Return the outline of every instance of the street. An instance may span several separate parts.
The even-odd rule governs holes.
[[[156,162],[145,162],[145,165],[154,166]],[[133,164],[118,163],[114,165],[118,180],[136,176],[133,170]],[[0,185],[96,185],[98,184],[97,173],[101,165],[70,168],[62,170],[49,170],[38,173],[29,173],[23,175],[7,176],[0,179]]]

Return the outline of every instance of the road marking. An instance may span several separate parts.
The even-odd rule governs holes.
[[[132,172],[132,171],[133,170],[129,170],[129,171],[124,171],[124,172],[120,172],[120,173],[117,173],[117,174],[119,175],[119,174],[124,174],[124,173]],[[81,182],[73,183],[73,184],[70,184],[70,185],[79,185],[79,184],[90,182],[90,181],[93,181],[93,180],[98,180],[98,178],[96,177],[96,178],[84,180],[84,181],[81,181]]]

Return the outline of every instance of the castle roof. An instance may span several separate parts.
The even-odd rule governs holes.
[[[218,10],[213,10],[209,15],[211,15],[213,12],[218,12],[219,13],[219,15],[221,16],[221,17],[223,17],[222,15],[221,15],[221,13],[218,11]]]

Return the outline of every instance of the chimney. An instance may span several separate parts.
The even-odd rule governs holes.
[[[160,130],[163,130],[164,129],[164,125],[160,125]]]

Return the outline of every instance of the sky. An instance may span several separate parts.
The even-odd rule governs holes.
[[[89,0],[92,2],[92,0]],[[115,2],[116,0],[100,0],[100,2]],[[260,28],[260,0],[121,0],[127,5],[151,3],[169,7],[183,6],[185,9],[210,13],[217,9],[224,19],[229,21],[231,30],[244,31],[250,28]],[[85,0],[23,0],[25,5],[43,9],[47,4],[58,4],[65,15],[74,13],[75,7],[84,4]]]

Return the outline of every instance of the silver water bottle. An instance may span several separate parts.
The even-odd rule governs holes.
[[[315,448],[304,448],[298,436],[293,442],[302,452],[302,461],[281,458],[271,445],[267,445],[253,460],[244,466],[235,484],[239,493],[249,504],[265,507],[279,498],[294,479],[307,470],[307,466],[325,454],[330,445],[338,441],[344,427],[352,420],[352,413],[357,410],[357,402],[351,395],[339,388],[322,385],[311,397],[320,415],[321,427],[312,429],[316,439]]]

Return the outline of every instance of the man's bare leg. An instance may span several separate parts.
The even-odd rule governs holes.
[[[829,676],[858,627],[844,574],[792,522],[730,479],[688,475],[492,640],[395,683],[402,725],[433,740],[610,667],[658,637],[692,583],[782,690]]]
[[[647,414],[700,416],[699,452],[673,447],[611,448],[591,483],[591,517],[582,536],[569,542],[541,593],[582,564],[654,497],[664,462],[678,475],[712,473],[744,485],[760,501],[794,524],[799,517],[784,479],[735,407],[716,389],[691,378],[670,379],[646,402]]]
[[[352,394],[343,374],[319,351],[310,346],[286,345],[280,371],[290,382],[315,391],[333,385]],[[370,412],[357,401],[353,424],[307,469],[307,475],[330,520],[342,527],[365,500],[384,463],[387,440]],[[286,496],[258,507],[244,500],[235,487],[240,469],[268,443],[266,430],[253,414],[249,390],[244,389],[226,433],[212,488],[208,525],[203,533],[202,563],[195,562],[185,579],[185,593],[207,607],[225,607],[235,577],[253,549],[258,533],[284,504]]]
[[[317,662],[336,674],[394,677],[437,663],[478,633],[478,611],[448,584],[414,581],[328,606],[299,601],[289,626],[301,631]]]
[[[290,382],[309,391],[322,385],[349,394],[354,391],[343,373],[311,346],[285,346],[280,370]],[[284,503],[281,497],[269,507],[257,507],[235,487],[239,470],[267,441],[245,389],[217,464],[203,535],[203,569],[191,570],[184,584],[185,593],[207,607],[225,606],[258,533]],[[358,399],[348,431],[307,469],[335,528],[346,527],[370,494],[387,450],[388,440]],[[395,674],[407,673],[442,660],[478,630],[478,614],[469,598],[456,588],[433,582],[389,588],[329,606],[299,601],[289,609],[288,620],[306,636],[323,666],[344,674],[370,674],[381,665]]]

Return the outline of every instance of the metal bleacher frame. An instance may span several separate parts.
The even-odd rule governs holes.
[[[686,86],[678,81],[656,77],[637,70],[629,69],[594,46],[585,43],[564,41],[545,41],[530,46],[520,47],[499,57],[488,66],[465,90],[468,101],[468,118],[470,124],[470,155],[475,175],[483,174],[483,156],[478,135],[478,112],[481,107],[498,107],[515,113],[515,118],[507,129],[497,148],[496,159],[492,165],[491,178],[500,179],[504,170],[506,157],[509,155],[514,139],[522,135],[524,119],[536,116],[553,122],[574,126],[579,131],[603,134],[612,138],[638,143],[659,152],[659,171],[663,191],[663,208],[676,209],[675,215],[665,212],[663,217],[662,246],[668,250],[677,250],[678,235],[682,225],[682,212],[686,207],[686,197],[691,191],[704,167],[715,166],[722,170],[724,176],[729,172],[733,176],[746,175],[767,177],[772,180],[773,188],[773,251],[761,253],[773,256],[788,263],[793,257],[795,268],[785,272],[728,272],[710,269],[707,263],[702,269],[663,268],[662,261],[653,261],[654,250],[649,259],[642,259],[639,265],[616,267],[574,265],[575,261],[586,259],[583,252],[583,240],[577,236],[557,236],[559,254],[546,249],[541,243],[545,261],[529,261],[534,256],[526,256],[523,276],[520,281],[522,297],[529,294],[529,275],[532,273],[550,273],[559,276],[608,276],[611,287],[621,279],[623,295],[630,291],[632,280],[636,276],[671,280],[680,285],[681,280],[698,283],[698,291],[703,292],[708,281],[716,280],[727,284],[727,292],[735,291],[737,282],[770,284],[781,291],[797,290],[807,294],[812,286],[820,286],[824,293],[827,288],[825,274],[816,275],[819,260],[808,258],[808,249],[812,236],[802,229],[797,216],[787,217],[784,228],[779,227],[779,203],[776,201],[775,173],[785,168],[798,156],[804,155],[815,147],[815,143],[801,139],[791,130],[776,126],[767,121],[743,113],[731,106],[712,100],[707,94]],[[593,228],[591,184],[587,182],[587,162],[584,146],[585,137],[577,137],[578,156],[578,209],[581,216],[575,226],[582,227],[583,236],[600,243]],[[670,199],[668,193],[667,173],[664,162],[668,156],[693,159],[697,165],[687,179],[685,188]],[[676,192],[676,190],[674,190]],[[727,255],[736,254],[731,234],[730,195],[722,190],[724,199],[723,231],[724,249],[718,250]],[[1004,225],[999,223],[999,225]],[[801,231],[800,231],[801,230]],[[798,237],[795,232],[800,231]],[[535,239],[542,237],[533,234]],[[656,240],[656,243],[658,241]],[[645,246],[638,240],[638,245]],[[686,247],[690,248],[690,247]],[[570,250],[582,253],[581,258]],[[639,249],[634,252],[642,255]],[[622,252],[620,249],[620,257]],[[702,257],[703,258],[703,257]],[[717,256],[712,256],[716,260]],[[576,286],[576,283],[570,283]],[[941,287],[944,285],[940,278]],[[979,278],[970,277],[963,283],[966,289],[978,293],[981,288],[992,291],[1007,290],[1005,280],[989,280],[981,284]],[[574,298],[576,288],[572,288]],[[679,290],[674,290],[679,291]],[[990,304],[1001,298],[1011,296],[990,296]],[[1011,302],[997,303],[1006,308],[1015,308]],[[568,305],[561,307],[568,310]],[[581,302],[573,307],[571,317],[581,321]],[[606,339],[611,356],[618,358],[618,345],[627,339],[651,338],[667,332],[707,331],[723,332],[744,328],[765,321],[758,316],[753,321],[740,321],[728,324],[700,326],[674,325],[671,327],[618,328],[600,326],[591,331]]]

__________

[Exercise description]:
Every record should be retyped so that it matches the original exactly.

[Answer to the exercise]:
Return the outline of every instance of the street. An instance may span several separate parts.
The even-odd rule governs holes.
[[[156,162],[145,162],[145,165],[154,166]],[[133,164],[118,163],[114,165],[118,180],[136,176],[133,170]],[[0,185],[96,185],[98,184],[97,173],[101,165],[70,168],[62,170],[49,170],[38,173],[29,173],[23,175],[7,176],[0,179]]]

Return the outline of every instance of the road marking. An instance may span several separate parts.
The even-odd rule governs holes.
[[[132,172],[132,171],[133,170],[129,170],[129,171],[124,171],[124,172],[120,172],[120,173],[117,173],[117,174],[119,175],[119,174],[124,174],[124,173]],[[81,182],[73,183],[73,184],[70,184],[70,185],[79,185],[79,184],[90,182],[90,181],[93,181],[93,180],[98,180],[98,178],[96,177],[96,178],[84,180],[84,181],[81,181]]]

Return the outline of every instance of the castle roof. An instance may span several separate parts.
The even-odd rule governs holes.
[[[218,10],[213,10],[209,15],[211,15],[213,12],[218,12],[219,13],[219,15],[221,16],[221,17],[223,17],[222,15],[221,15],[221,13],[218,11]]]

Return the outline of every instance of the chimney. An instance may span several separate parts.
The even-odd rule governs holes.
[[[160,130],[163,130],[164,129],[164,125],[160,125]]]

Return the outline of every instance of the sky. An instance may span several separate parts.
The even-odd rule governs holes.
[[[89,0],[92,2],[92,0]],[[115,2],[116,0],[100,0],[100,2]],[[260,28],[260,0],[121,0],[127,5],[151,3],[169,7],[183,6],[185,9],[210,13],[217,9],[224,19],[229,21],[231,30],[244,31],[250,28]],[[85,0],[23,0],[25,5],[43,9],[47,4],[58,4],[65,15],[74,13],[75,7],[84,4]]]

Return the outline of every instance of the silver water bottle. An instance may span several separate parts.
The even-odd rule governs holes.
[[[315,448],[304,448],[298,436],[293,442],[302,452],[302,461],[281,458],[271,445],[267,445],[253,460],[244,466],[235,484],[239,493],[249,504],[265,507],[279,498],[294,479],[307,470],[307,466],[325,454],[330,445],[338,441],[344,427],[352,420],[352,413],[357,410],[357,402],[351,395],[339,388],[322,385],[311,397],[320,415],[321,427],[312,429],[316,439]]]

Return the outline of every instance of the man's bare leg. An instance may span several separate parts.
The even-odd rule governs holes.
[[[829,676],[858,627],[844,574],[792,522],[730,479],[688,475],[492,640],[395,683],[402,725],[433,740],[610,667],[658,637],[692,583],[782,690]]]
[[[647,414],[700,416],[699,452],[673,447],[611,448],[591,483],[591,517],[582,536],[569,542],[541,593],[582,564],[654,497],[664,462],[678,475],[712,473],[744,485],[760,501],[794,524],[799,517],[784,479],[735,407],[716,389],[691,378],[670,379],[646,402]]]
[[[352,394],[343,374],[319,351],[310,346],[286,345],[280,371],[290,382],[315,391],[333,385]],[[370,412],[357,401],[353,424],[307,469],[307,475],[330,520],[342,527],[365,500],[384,463],[387,440]],[[286,496],[258,507],[244,500],[235,487],[240,469],[268,443],[266,430],[253,414],[249,390],[244,389],[226,433],[212,488],[208,525],[203,533],[202,563],[195,562],[185,579],[185,593],[207,607],[225,607],[235,577],[253,549],[258,533],[284,504]]]
[[[317,662],[336,674],[394,677],[437,663],[478,633],[478,611],[448,584],[414,581],[328,606],[299,601],[289,626],[301,631]]]
[[[290,382],[309,391],[322,385],[349,394],[354,391],[343,373],[311,346],[285,346],[280,370]],[[284,503],[281,497],[269,507],[257,507],[235,487],[239,470],[267,441],[245,389],[217,464],[203,535],[203,569],[191,570],[184,584],[185,593],[207,607],[225,606],[258,533]],[[358,399],[348,431],[307,469],[335,528],[346,527],[370,494],[387,450],[388,440]],[[395,674],[407,673],[442,660],[478,630],[478,614],[469,598],[456,588],[433,582],[389,588],[329,606],[299,601],[289,609],[288,620],[306,636],[323,666],[344,674],[370,674],[381,665]]]

Return the outline of every instance of the metal bleacher frame. An instance may span several separate parts.
The even-odd rule governs holes.
[[[686,86],[678,81],[656,77],[637,70],[629,69],[594,46],[585,43],[564,41],[545,41],[530,46],[520,47],[499,57],[488,66],[465,90],[468,101],[468,118],[470,124],[470,155],[475,175],[483,174],[483,156],[478,135],[478,112],[481,107],[498,107],[515,113],[515,118],[507,129],[497,148],[496,159],[492,165],[491,178],[500,179],[504,170],[506,157],[509,155],[514,139],[522,135],[524,119],[536,116],[553,122],[574,126],[579,131],[603,134],[612,138],[638,143],[659,152],[659,171],[663,191],[663,208],[676,209],[675,215],[665,212],[663,217],[662,246],[668,250],[677,250],[678,235],[682,225],[682,212],[686,207],[686,197],[691,191],[704,167],[715,166],[722,170],[724,176],[729,172],[733,176],[746,175],[767,177],[772,180],[773,188],[773,251],[761,253],[773,256],[788,263],[793,257],[795,268],[785,272],[728,272],[710,269],[707,263],[702,269],[663,268],[662,261],[653,261],[654,250],[649,259],[642,259],[639,265],[616,267],[574,265],[575,261],[586,259],[583,252],[583,240],[577,236],[557,236],[559,254],[546,249],[541,243],[545,261],[529,261],[534,256],[526,256],[523,276],[520,281],[522,297],[529,294],[529,275],[532,273],[550,273],[559,276],[608,276],[611,287],[621,279],[623,295],[630,291],[632,280],[636,276],[671,280],[680,285],[681,280],[698,283],[698,291],[703,292],[708,281],[716,280],[727,284],[727,292],[735,291],[737,282],[770,284],[781,291],[797,290],[807,294],[812,286],[820,286],[824,293],[827,288],[825,274],[816,275],[819,260],[808,258],[808,249],[812,236],[802,229],[797,216],[787,217],[784,228],[779,227],[779,203],[776,201],[775,173],[785,168],[798,156],[804,155],[815,147],[815,143],[801,139],[791,130],[776,126],[767,121],[743,113],[731,106],[712,100],[707,94]],[[593,228],[591,184],[587,182],[587,162],[584,146],[585,137],[577,137],[578,156],[578,209],[581,216],[575,226],[582,227],[583,236],[600,243]],[[670,199],[668,193],[667,173],[664,162],[668,156],[693,159],[697,165],[687,179],[685,188]],[[676,192],[676,190],[674,190]],[[727,255],[736,254],[731,234],[730,195],[722,190],[724,199],[723,231],[724,249],[718,250]],[[1004,225],[999,223],[999,225]],[[801,231],[800,231],[801,230]],[[798,237],[795,232],[800,231]],[[535,239],[542,237],[533,234]],[[656,240],[656,243],[658,241]],[[645,246],[638,240],[638,245]],[[686,247],[690,248],[690,247]],[[570,250],[582,253],[581,258]],[[639,249],[634,252],[642,255]],[[622,252],[620,249],[620,257]],[[702,257],[703,258],[703,257]],[[717,256],[712,256],[716,260]],[[576,286],[576,283],[570,283]],[[941,287],[944,285],[940,278]],[[979,278],[970,277],[963,283],[966,289],[978,293],[981,288],[992,291],[1007,290],[1005,280],[989,280],[981,284]],[[574,298],[576,288],[572,288]],[[679,290],[674,290],[679,291]],[[990,304],[1001,298],[1011,296],[990,296]],[[1011,302],[997,303],[1006,308],[1015,308]],[[568,305],[561,307],[568,310]],[[581,302],[573,307],[571,317],[581,321]],[[606,339],[611,356],[618,358],[618,345],[627,339],[651,338],[667,332],[707,331],[723,332],[744,328],[765,321],[758,316],[753,321],[740,321],[728,324],[700,326],[674,325],[671,327],[618,328],[600,326],[591,331]]]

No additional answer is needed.